PROBLEM TO SOLVE
Every line of the listing below is to be repeated exactly; the pictures stay out.
═══ RECORD EXCERPTS ═══
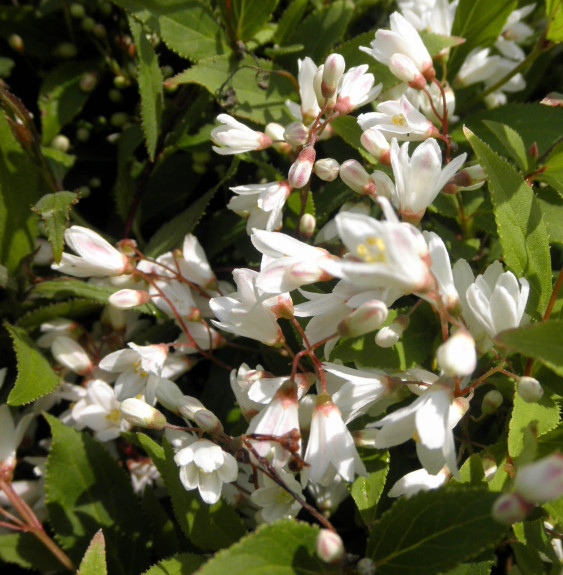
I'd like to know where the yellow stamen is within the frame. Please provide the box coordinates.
[106,408,121,423]
[392,114,407,126]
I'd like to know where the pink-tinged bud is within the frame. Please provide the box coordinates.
[442,165,486,194]
[436,331,476,377]
[288,147,316,188]
[389,54,426,90]
[283,122,309,147]
[177,395,205,421]
[481,389,504,415]
[265,122,293,154]
[360,128,391,163]
[313,66,325,108]
[314,158,340,181]
[339,159,377,197]
[375,315,410,348]
[353,428,379,447]
[120,398,167,429]
[315,529,345,564]
[422,62,436,82]
[338,300,388,337]
[271,293,294,319]
[108,289,150,309]
[321,53,346,99]
[194,409,224,435]
[516,376,544,403]
[79,72,98,92]
[528,142,538,160]
[482,453,498,481]
[51,335,93,375]
[492,492,532,525]
[8,34,24,53]
[514,454,563,503]
[299,213,316,238]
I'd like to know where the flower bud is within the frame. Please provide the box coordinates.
[492,492,531,525]
[288,147,316,188]
[265,122,292,154]
[436,331,476,377]
[321,53,345,100]
[360,127,391,164]
[375,315,409,348]
[155,378,185,413]
[177,395,205,421]
[482,453,498,481]
[8,34,24,53]
[70,3,86,18]
[51,335,93,375]
[81,17,96,32]
[339,160,377,197]
[481,389,504,415]
[442,164,486,194]
[338,300,388,338]
[299,214,316,239]
[55,42,78,58]
[270,293,294,319]
[51,135,71,153]
[314,158,340,181]
[79,72,98,92]
[283,122,309,147]
[315,529,345,564]
[389,53,426,90]
[108,289,150,309]
[516,376,544,403]
[357,558,377,575]
[120,398,167,430]
[353,428,379,448]
[194,409,224,435]
[514,454,563,504]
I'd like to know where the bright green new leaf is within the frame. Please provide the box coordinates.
[367,487,507,574]
[112,0,228,61]
[465,127,552,314]
[350,449,389,527]
[216,0,278,43]
[419,30,465,58]
[4,321,59,406]
[44,415,150,575]
[196,520,333,575]
[141,553,204,575]
[32,191,79,263]
[483,120,529,172]
[77,530,107,575]
[0,532,64,572]
[546,0,563,42]
[129,16,163,161]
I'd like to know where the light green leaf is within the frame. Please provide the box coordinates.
[366,487,507,575]
[129,16,163,161]
[77,530,107,575]
[217,0,278,43]
[546,0,563,42]
[483,120,528,172]
[141,553,204,575]
[419,30,465,58]
[39,61,96,144]
[465,127,552,314]
[4,321,59,406]
[32,191,79,263]
[273,0,308,45]
[496,320,563,376]
[112,0,228,61]
[537,422,563,458]
[538,141,563,195]
[196,520,333,575]
[350,449,389,527]
[44,415,150,574]
[457,454,487,485]
[513,519,562,565]
[0,532,64,571]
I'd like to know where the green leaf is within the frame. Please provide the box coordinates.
[331,115,378,164]
[77,530,107,575]
[111,0,228,61]
[465,127,552,315]
[145,157,239,257]
[140,486,180,558]
[113,124,144,222]
[129,16,164,161]
[419,30,465,58]
[350,449,389,527]
[366,487,507,575]
[449,0,517,77]
[513,519,562,565]
[141,553,204,575]
[483,121,528,172]
[196,520,333,575]
[167,55,294,125]
[496,320,563,376]
[4,321,59,406]
[440,560,494,575]
[44,414,150,574]
[0,532,64,572]
[137,433,247,551]
[537,187,563,244]
[538,141,563,194]
[17,299,101,329]
[217,0,279,43]
[273,0,308,45]
[32,191,79,263]
[546,0,563,42]
[511,541,546,575]
[38,61,96,144]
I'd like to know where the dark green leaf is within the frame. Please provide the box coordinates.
═══
EXERCISE RESULT
I'd like to know where the yellow stamen is within the frame. Please provide the box coordinates.
[106,408,121,423]
[392,114,407,126]
I'd like to know where the pink-tinged bud is within the frame. Please provide the box coordinates.
[442,165,486,194]
[436,331,476,377]
[288,147,316,188]
[389,54,426,90]
[283,122,309,147]
[177,395,205,421]
[481,389,504,415]
[265,122,293,154]
[360,128,391,163]
[313,66,325,108]
[314,158,340,181]
[339,159,377,197]
[375,315,410,348]
[353,428,379,447]
[120,398,167,429]
[315,529,345,564]
[422,62,436,82]
[338,300,388,337]
[271,293,294,319]
[108,289,150,309]
[321,53,346,99]
[194,409,224,435]
[516,376,544,403]
[79,72,98,92]
[528,142,538,160]
[482,453,498,481]
[51,335,93,375]
[492,492,532,525]
[8,34,24,53]
[514,454,563,503]
[299,213,316,238]
I'd like to know where the flower bud is within the frame. Please provide the box coordinates.
[492,492,531,525]
[288,147,316,188]
[265,122,292,154]
[436,331,476,377]
[321,53,345,100]
[360,127,391,164]
[375,315,409,348]
[155,378,185,413]
[177,395,205,421]
[482,453,498,481]
[8,34,24,53]
[70,3,86,18]
[51,335,93,375]
[81,17,96,32]
[339,160,377,197]
[481,389,504,415]
[442,164,486,194]
[338,300,388,338]
[299,214,316,239]
[55,42,78,58]
[270,293,294,319]
[51,135,71,153]
[314,158,340,181]
[79,72,98,92]
[283,122,309,147]
[315,529,345,564]
[389,53,426,90]
[108,289,150,309]
[516,376,544,403]
[357,558,377,575]
[120,398,167,430]
[353,428,379,448]
[194,409,224,435]
[514,454,563,504]
I'd like to know where the bright green new leaf is within the frame. Please provide the box coordinates.
[367,487,507,574]
[112,0,228,61]
[465,127,552,314]
[350,449,389,527]
[216,0,278,43]
[419,30,465,58]
[4,321,59,406]
[44,415,150,575]
[196,520,333,575]
[141,553,204,575]
[32,191,79,263]
[483,120,529,172]
[77,530,107,575]
[0,532,64,572]
[546,0,563,42]
[129,16,163,161]
I'd like to know where the light green leaf is within the frame. Please provide the box coordinates.
[366,487,507,575]
[129,16,163,161]
[77,530,107,575]
[217,0,278,43]
[546,0,563,42]
[483,120,528,172]
[141,553,204,575]
[419,30,465,58]
[39,61,96,144]
[465,127,552,314]
[4,321,59,406]
[32,191,79,263]
[273,0,308,45]
[496,320,563,376]
[112,0,228,61]
[537,422,563,458]
[538,141,563,195]
[196,520,333,575]
[350,449,389,527]
[44,415,150,574]
[457,454,487,485]
[513,519,562,565]
[0,532,64,571]
I'd like to know where the green leaf is within the frame. Please provide the box coordinates.
[331,115,378,164]
[77,530,107,575]
[111,0,228,61]
[465,127,552,315]
[145,157,239,257]
[140,486,180,558]
[113,124,144,222]
[129,16,164,161]
[419,30,465,58]
[350,449,389,527]
[366,487,507,575]
[449,0,517,77]
[513,519,562,565]
[141,553,204,575]
[483,121,528,172]
[196,520,333,575]
[167,55,294,125]
[496,320,563,376]
[4,321,59,406]
[440,560,494,575]
[44,414,150,574]
[0,532,64,572]
[137,433,247,551]
[537,187,563,244]
[538,141,563,194]
[17,299,101,329]
[217,0,279,43]
[273,0,308,45]
[32,191,79,263]
[546,0,563,42]
[511,541,546,575]
[38,61,96,144]
I'd like to know where the dark green leaf is within the frame. Please provide the box coordinates.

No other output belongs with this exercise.